VORLIEGENDER TEXT:
Mit Urteil vom 04.06.2020 – 515 C 12585/19 – hat das Amtsgericht (AG) Hannover in einem Fall, in dem ein, 

  • von Eltern für sich und ihrem noch nicht ein Jahr altem Kleinkind bei einem deutschen Luftfahrtunternehmen 

gebuchter Flug, von Heraklion nach Nürnberg, erst mehr als drei Stunden später als vorgesehen das Endziel erreicht hatte, auch dem Kleinkind   

  • nach Art. 7 Abs. 1 Buchst. b), Art. 5 Abs. 1 Buchst. c Fluggastrechteverordnung (Verordnung (EG) Nr. 261/2004 – FluggastrechteVO)  

die Ausgleichsleistung in Höhe von 400 Euro zugesprochen. 

Begründet hat das AG dies damit, dass   

hier jedoch davon auszugehen sei, dass für das Kleinkind ein Flugpreis in Höhe von 15 Euro gezahlt worden sei, nachdem

  • einerseits in der Buchungsbestätigung eine Auflistung erfolgt war, unter der sich 
    • neben den Gepäckstücken und der Verpflegung auch der Eintrag „1x Kleinkind(er)“ fand, 
  • andererseits aber es in den Fluginformationen der Flugunternehmens unter der Überschrift „Kinderermäßigung“ geheißen hatte: 
    • „Kleinkinder im Alter von 0 bis einschließlich 1 Jahr zahlen 15 EUR pro Flugstrecke“, 

dies somit nicht klar habe erkennen lasse, ob es sich bei den 15 Euro handeln sollte,

  • um eine erhobene Verwaltungsgebühr, 
    • wofür die Auflistung in der Buchungsbestätigung sprechen könnte oder
  • um einen für Kleinkinder reduzierten Flugpreis, 
    • wofür die Überschrift „Kinderermäßigung“ in den Allgemeinen Geschäftsbedingungen (AGB) des Flugunternehmens spricht   

und diese Unklarheit bei der Auslegung gemäß § 305c Abs. 2 Bürgerliches Gesetzbuch (BGB) zu Lasten des Flugunternehmens gehe (Quelle: Pressemitteilung des AG Hannover).

Hinweis:
Dazu, 

  • wann gegen ein Luftfahrtunternehmen bei verspäteter Ankunft ein Ausgleichsanspruch in welcher Höhe besteht, 
  • worauf bei der Bestimmung des Ausmaßes der Verspätung abzustellen ist, 
  • was maßgebend für die Entfernungsberechnung ist und 
  • was außergewöhnliche Umstände sein können, die einem Ausgleichsanspruch entgegenstehen können,

vgl. auch den Blogeintrag:

Wann haben Fluggäste, deren Flug verspätet gegenüber der ursprünglich vorgesehenen Ankunftszeit am Zielflughafen

…. ankommt, Anspruch auf eine Ausgleichszahlung?

Einen Anspruch auf eine Ausgleichszahlung nach Art. 7 der Fluggastrechteverordnung (Verordnung (EG) Nr. 261/2004 – FluggastrechteVO)

ARBEITSAUFTRÄGE:
(1) Warum ging das Amtsgericht Hannover laut dem Text zum Fluggastrechte-Urteil davon aus, dass für das Kleinkind ein Flugpreis gezahlt worden war? Antworte in ein bis drei Sätzen.
(2) Greif den Text zum Fluggastrechte-Urteil dort auf, wo er aufhört, und schreib ihn weiter.
Die anschließenden Zeilen stehen in keinem Zusammenhang mit dem Text zum Fluggastrechte-Urteil.

ROHDATEN:
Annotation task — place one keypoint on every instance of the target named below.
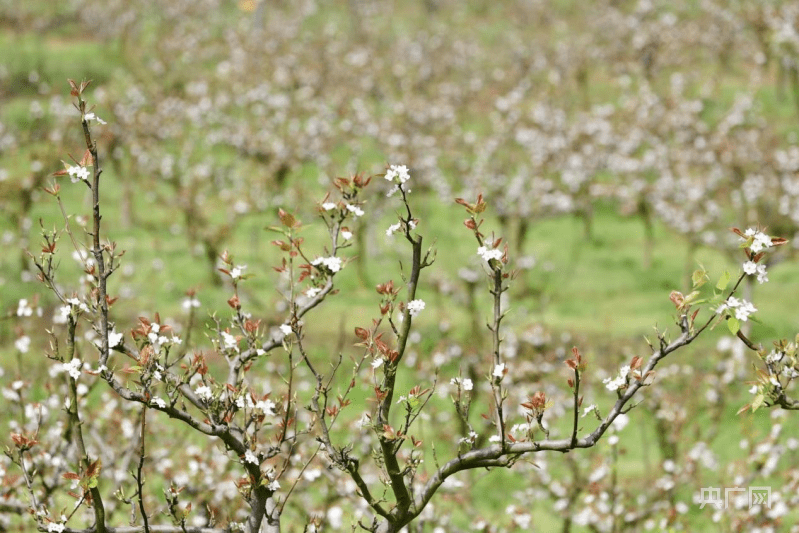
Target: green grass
(595, 291)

LÖSUNGEN:
(1) Aus den Angaben des Flugunternehmens ging nicht klar hervor, was die 15 Euro waren. Für eine Verwaltungsgebühr sprach die Auflistung in der Buchungsbestätigung neben Gepäck und Verpflegung, für einen ermäßigten Flugpreis die Überschrift „Kinderermäßigung“. Diese Unklarheit geht bei der Auslegung nach § 305c Abs. 2 BGB zu Lasten des Flugunternehmens.

(2)
in Höhe von

  • 250 Euro bei Flügen über eine Entfernung von 1.500 km oder weniger,
  • 400 Euro bei allen Flügen innerhalb der EU über eine Entfernung von mehr als 1.500 km und bei allen anderen Flügen über eine Entfernung zwischen 1500 km und 3500 km sowie
  • von 600 Euro bei allen anderen Flügen,

haben Fluggäste,

  • unbeschadet eines weitergehenden Schadensersatzanspruches,

dann, wenn

  • ihr Flug erst mit einer Verspätung von drei Stunden oder mehr das Endziel erreicht hat,
  • der Flug
    • angetreten worden ist von einem Flughafen in einem EU-Land oder
    • bei Antritt von einem Flughafen in einem Drittstaat zu einem Flughafen in einem EU-Land, durchgeführt worden ist von einem Flugunternehmen mit Firmensitz in der EU
  • die Fluggäste
    • nicht kostenlos (wie beispielsweise mitunter kostenlos mitreisende Kleinkinder (vgl. BGH, Urteil vom 17.03.2015 – X ZR 35/14 –) oder
    • zu einem reduzierten Tarif gereist sind, der für die Öffentlichkeit nicht unmittelbar oder mittelbar verfügbar ist

und

  • die Verspätung nicht auf außergewöhnliche Umstände zurückgeht, die sich auch von dem Flugunternehmen dann nicht hätten vermeiden lassen, wenn alle zumutbaren Maßnahmen ergriffen worden wären (Art. 5 Abs. 3 FluggastrechteVO).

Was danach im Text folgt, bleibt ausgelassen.